Would you quote the material below from its first line through the line containing "sample: <point>393,180</point>", exactly and with both ends included?

[Data to examine — start]

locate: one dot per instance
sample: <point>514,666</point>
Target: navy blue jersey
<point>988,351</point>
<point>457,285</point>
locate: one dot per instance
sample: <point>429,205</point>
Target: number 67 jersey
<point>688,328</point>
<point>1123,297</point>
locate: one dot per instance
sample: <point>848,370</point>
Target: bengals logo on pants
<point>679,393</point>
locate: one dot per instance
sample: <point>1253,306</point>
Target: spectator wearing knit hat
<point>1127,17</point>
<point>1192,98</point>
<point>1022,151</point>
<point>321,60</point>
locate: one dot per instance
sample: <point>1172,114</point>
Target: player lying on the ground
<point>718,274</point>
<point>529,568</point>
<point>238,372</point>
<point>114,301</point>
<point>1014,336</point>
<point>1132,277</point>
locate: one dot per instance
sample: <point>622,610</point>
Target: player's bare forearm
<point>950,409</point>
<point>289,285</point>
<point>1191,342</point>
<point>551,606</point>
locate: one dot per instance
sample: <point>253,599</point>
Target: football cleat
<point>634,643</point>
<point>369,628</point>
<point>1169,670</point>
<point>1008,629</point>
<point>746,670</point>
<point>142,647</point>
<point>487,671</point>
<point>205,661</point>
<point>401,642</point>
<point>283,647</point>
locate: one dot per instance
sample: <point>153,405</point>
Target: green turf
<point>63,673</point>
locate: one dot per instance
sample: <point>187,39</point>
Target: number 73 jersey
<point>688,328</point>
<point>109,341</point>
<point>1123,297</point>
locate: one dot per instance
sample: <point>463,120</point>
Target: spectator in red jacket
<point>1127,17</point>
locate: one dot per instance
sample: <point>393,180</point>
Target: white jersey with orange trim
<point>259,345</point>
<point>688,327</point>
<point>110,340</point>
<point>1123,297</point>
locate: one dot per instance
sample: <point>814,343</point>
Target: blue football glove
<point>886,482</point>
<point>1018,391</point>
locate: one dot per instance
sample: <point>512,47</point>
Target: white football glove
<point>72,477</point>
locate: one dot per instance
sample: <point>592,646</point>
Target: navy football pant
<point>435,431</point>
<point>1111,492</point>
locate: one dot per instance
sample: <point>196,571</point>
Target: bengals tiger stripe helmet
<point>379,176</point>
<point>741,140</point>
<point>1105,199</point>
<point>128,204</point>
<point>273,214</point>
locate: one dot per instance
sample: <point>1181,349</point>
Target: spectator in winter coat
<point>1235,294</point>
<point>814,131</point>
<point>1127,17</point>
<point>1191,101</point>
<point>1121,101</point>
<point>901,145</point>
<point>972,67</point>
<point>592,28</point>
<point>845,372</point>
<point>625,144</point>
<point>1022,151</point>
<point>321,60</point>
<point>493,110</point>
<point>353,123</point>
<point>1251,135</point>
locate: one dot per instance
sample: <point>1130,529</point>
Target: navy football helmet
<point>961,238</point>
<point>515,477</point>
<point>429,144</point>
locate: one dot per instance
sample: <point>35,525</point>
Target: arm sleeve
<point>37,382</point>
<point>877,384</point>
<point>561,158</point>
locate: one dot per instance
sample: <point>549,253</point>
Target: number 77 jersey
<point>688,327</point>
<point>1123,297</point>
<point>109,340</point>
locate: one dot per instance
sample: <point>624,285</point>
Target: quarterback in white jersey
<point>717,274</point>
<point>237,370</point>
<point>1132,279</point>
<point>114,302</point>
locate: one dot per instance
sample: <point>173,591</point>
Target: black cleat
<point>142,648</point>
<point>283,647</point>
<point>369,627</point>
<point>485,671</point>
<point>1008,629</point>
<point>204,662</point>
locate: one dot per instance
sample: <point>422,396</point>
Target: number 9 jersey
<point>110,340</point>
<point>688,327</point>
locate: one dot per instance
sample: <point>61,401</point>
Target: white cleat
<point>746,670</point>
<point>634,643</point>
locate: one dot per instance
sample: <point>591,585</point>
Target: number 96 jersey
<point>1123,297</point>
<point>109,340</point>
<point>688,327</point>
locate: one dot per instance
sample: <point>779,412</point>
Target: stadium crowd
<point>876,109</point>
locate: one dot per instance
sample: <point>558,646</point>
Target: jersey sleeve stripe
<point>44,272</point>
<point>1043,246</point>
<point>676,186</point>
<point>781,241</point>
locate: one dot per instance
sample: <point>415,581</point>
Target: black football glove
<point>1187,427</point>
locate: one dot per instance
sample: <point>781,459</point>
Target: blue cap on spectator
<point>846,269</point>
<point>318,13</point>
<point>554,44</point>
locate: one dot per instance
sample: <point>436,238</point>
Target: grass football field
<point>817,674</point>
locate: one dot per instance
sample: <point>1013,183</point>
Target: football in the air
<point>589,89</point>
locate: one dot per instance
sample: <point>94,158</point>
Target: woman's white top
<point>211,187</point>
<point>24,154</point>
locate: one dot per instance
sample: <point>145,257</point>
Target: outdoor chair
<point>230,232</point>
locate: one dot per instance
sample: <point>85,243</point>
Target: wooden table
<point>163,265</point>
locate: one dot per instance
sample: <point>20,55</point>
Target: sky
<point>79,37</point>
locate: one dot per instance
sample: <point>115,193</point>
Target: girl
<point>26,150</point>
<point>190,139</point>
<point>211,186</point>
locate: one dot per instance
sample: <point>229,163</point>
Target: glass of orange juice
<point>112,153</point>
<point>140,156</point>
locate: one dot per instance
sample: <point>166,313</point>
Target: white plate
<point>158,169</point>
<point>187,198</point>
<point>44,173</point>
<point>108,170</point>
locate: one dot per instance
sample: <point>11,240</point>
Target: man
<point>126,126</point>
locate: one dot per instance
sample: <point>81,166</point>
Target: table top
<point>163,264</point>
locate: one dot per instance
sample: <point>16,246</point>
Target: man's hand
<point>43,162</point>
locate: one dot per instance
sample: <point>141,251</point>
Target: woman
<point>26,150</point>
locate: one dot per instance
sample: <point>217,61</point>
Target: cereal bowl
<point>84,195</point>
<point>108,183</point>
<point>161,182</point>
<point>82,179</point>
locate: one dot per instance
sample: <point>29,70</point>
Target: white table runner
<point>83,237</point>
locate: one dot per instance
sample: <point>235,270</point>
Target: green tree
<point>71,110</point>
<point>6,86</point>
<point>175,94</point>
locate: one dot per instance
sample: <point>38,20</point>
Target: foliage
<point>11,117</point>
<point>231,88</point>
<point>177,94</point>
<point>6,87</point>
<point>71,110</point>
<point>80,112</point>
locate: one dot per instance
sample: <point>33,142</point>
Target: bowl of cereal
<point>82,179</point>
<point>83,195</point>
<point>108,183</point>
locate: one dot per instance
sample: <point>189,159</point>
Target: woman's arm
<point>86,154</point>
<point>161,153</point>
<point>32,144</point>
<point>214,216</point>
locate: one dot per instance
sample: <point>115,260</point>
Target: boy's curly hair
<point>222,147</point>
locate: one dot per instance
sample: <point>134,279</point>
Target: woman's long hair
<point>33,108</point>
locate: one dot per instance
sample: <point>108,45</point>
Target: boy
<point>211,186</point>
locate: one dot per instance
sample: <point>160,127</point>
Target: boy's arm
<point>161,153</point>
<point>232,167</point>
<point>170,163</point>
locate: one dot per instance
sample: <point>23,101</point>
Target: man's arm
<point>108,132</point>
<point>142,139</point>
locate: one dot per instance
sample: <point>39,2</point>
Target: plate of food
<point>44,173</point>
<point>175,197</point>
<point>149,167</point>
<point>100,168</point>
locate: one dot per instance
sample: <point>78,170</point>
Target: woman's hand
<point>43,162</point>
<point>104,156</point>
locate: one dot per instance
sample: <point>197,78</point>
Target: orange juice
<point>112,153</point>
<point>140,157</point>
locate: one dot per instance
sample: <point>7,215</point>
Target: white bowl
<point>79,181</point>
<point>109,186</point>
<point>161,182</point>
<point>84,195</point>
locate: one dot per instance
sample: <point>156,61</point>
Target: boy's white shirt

[Data to examine — finish]

Result of this task:
locate: one dot per instance
sample: <point>514,666</point>
Target: navy blue jersey
<point>988,351</point>
<point>457,285</point>
locate: one dot per instance
sample: <point>429,205</point>
Target: number 67 jersey
<point>688,328</point>
<point>1123,297</point>
locate: one dot per instance
sample: <point>848,370</point>
Target: bengals logo on pants
<point>679,393</point>
locate: one dot per instance
sample: <point>1253,306</point>
Target: spectator wearing knit hat
<point>1127,17</point>
<point>1192,98</point>
<point>1022,151</point>
<point>321,60</point>
locate: one dot per instance
sample: <point>1172,114</point>
Target: player lying on the ground
<point>718,274</point>
<point>529,568</point>
<point>238,372</point>
<point>114,301</point>
<point>1014,336</point>
<point>1132,277</point>
locate: one dot per instance
sample: <point>622,610</point>
Target: player's bare forearm
<point>950,409</point>
<point>289,285</point>
<point>1191,342</point>
<point>551,606</point>
locate: one dot per instance
sample: <point>253,599</point>
Target: football cleat
<point>634,643</point>
<point>369,628</point>
<point>1169,670</point>
<point>1008,629</point>
<point>746,670</point>
<point>142,647</point>
<point>487,671</point>
<point>205,661</point>
<point>401,642</point>
<point>283,647</point>
locate: one dot per instance
sample: <point>153,405</point>
Target: green turf
<point>63,673</point>
locate: one dot per instance
sample: <point>187,39</point>
Target: number 73 jersey
<point>688,328</point>
<point>109,341</point>
<point>1123,297</point>
locate: one dot per instance
sample: <point>463,120</point>
Target: spectator in red jacket
<point>1127,17</point>
locate: one dot per instance
sample: <point>393,180</point>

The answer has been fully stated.